— BEGIN SUPPLIED RECORDS —

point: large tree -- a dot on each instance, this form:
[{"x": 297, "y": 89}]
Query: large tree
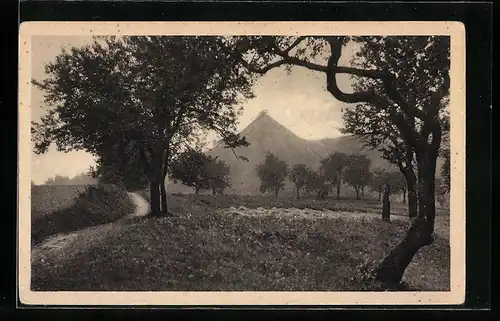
[
  {"x": 218, "y": 174},
  {"x": 422, "y": 68},
  {"x": 272, "y": 173},
  {"x": 142, "y": 92},
  {"x": 298, "y": 176},
  {"x": 357, "y": 173}
]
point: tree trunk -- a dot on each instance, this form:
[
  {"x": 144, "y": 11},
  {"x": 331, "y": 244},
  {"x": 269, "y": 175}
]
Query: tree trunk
[
  {"x": 391, "y": 270},
  {"x": 386, "y": 205}
]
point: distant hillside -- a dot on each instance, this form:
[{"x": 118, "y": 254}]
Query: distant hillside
[{"x": 266, "y": 134}]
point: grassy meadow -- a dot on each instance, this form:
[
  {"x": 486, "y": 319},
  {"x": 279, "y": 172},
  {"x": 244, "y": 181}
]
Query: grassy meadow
[{"x": 208, "y": 247}]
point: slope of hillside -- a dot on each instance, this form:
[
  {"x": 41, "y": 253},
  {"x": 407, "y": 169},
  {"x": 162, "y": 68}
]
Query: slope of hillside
[{"x": 267, "y": 135}]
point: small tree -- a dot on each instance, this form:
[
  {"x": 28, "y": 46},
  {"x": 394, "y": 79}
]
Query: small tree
[
  {"x": 298, "y": 175},
  {"x": 357, "y": 172},
  {"x": 272, "y": 173},
  {"x": 333, "y": 168},
  {"x": 218, "y": 175}
]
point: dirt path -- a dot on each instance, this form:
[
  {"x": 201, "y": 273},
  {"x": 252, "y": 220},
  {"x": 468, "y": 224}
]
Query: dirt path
[
  {"x": 74, "y": 242},
  {"x": 441, "y": 222}
]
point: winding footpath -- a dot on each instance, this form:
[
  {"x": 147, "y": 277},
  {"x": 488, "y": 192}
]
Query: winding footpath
[{"x": 64, "y": 244}]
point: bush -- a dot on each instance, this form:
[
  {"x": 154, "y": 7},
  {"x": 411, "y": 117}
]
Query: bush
[{"x": 97, "y": 204}]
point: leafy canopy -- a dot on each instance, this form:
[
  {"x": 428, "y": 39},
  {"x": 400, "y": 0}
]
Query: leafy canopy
[{"x": 272, "y": 173}]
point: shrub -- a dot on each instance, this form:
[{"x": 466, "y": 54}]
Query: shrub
[{"x": 97, "y": 204}]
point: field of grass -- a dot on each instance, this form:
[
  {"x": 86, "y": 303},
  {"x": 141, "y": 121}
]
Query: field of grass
[
  {"x": 46, "y": 199},
  {"x": 345, "y": 205},
  {"x": 70, "y": 209},
  {"x": 204, "y": 248}
]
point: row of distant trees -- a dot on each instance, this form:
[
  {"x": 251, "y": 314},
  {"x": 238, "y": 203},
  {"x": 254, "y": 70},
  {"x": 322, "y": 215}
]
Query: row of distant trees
[
  {"x": 334, "y": 171},
  {"x": 133, "y": 101}
]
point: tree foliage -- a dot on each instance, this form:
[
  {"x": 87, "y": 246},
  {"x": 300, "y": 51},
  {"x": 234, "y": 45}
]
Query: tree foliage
[
  {"x": 141, "y": 92},
  {"x": 333, "y": 169},
  {"x": 298, "y": 175},
  {"x": 357, "y": 172},
  {"x": 411, "y": 95},
  {"x": 445, "y": 173},
  {"x": 272, "y": 173}
]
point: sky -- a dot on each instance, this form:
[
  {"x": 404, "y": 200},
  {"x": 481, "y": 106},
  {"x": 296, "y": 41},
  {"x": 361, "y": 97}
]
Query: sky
[{"x": 298, "y": 101}]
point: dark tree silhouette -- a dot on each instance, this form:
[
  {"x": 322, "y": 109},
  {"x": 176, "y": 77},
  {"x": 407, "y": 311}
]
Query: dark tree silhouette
[{"x": 142, "y": 92}]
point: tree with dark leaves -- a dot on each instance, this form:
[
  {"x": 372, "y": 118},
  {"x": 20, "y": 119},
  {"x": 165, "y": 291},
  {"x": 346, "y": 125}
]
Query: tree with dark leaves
[
  {"x": 333, "y": 168},
  {"x": 357, "y": 172},
  {"x": 298, "y": 176}
]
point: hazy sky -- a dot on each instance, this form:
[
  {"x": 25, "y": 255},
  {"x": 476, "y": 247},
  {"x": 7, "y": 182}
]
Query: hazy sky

— END SUPPLIED RECORDS —

Repeat the full listing above exactly, with no pictures in the copy.

point: large tree -- a dot on each instance, this form:
[{"x": 297, "y": 89}]
Query: large tree
[
  {"x": 218, "y": 174},
  {"x": 422, "y": 68},
  {"x": 272, "y": 173},
  {"x": 142, "y": 92},
  {"x": 298, "y": 176},
  {"x": 357, "y": 173}
]
point: tree trunk -- a dot on each instance, this form:
[
  {"x": 144, "y": 11},
  {"x": 331, "y": 244},
  {"x": 269, "y": 175}
]
Query: tree trunk
[
  {"x": 391, "y": 270},
  {"x": 386, "y": 205}
]
point: distant hillside -- a dot on each instance, this form:
[{"x": 118, "y": 254}]
Query: distant hillside
[{"x": 266, "y": 134}]
point: grassy meadow -- a dot on each instance, this form:
[
  {"x": 486, "y": 319},
  {"x": 279, "y": 172},
  {"x": 244, "y": 181}
]
Query: grassy meadow
[{"x": 208, "y": 247}]
point: slope of hillside -- a dot on each instance, this form:
[
  {"x": 41, "y": 253},
  {"x": 407, "y": 169},
  {"x": 162, "y": 68}
]
Query: slope of hillside
[{"x": 267, "y": 135}]
point: small tree -- a dot on each instance, this form:
[
  {"x": 28, "y": 46},
  {"x": 394, "y": 79}
]
Query: small tree
[
  {"x": 298, "y": 175},
  {"x": 357, "y": 172},
  {"x": 272, "y": 173},
  {"x": 333, "y": 168},
  {"x": 218, "y": 175}
]
point: dirt path -- a dot on each instance, this form:
[
  {"x": 201, "y": 273},
  {"x": 252, "y": 220},
  {"x": 468, "y": 224}
]
Query: dirt path
[
  {"x": 74, "y": 242},
  {"x": 441, "y": 222}
]
point: winding footpath -- a dot on each instance, this form:
[
  {"x": 147, "y": 277},
  {"x": 488, "y": 192}
]
Query: winding footpath
[{"x": 64, "y": 244}]
point: bush -- a dot on each instance, this form:
[
  {"x": 154, "y": 7},
  {"x": 411, "y": 117}
]
Query: bush
[{"x": 97, "y": 204}]
point: leafy canopy -- a dot on each instance, this form:
[
  {"x": 428, "y": 39},
  {"x": 400, "y": 0}
]
Query: leafy canopy
[{"x": 272, "y": 173}]
point: shrub -- a dot on each instance, this form:
[{"x": 466, "y": 54}]
Query: shrub
[{"x": 97, "y": 204}]
point: field of grass -- a dot on each instance, this form:
[
  {"x": 86, "y": 303},
  {"x": 141, "y": 121}
]
Query: field of grass
[
  {"x": 46, "y": 199},
  {"x": 345, "y": 205},
  {"x": 70, "y": 209},
  {"x": 204, "y": 248}
]
point: row of distant trees -- a dot on each instance, this form:
[
  {"x": 251, "y": 314},
  {"x": 238, "y": 203},
  {"x": 254, "y": 70},
  {"x": 322, "y": 215}
]
Query: row of distant trees
[
  {"x": 334, "y": 171},
  {"x": 133, "y": 101}
]
point: tree foliage -- a dot on each instance, this form:
[
  {"x": 87, "y": 246},
  {"x": 300, "y": 51},
  {"x": 234, "y": 45}
]
Query: tree foliage
[
  {"x": 141, "y": 92},
  {"x": 333, "y": 169},
  {"x": 298, "y": 175},
  {"x": 357, "y": 172},
  {"x": 411, "y": 95},
  {"x": 445, "y": 173},
  {"x": 272, "y": 173}
]
point: sky -- a dot on each instance, this form:
[
  {"x": 404, "y": 200},
  {"x": 481, "y": 106},
  {"x": 296, "y": 41},
  {"x": 361, "y": 97}
]
Query: sky
[{"x": 298, "y": 101}]
point: dark tree silhouette -- a dot on each instance, this form:
[
  {"x": 322, "y": 109},
  {"x": 176, "y": 77},
  {"x": 407, "y": 311}
]
Query: dark tree silhouette
[{"x": 142, "y": 92}]
point: tree with dark leaves -- a dot on each instance, this form:
[
  {"x": 372, "y": 118},
  {"x": 20, "y": 119},
  {"x": 165, "y": 291},
  {"x": 346, "y": 125}
]
Query: tree with dark leaves
[
  {"x": 333, "y": 168},
  {"x": 357, "y": 172},
  {"x": 298, "y": 176}
]
point: hazy sky -- a dot on each instance, this form:
[
  {"x": 25, "y": 255},
  {"x": 476, "y": 247},
  {"x": 7, "y": 182}
]
Query: hazy sky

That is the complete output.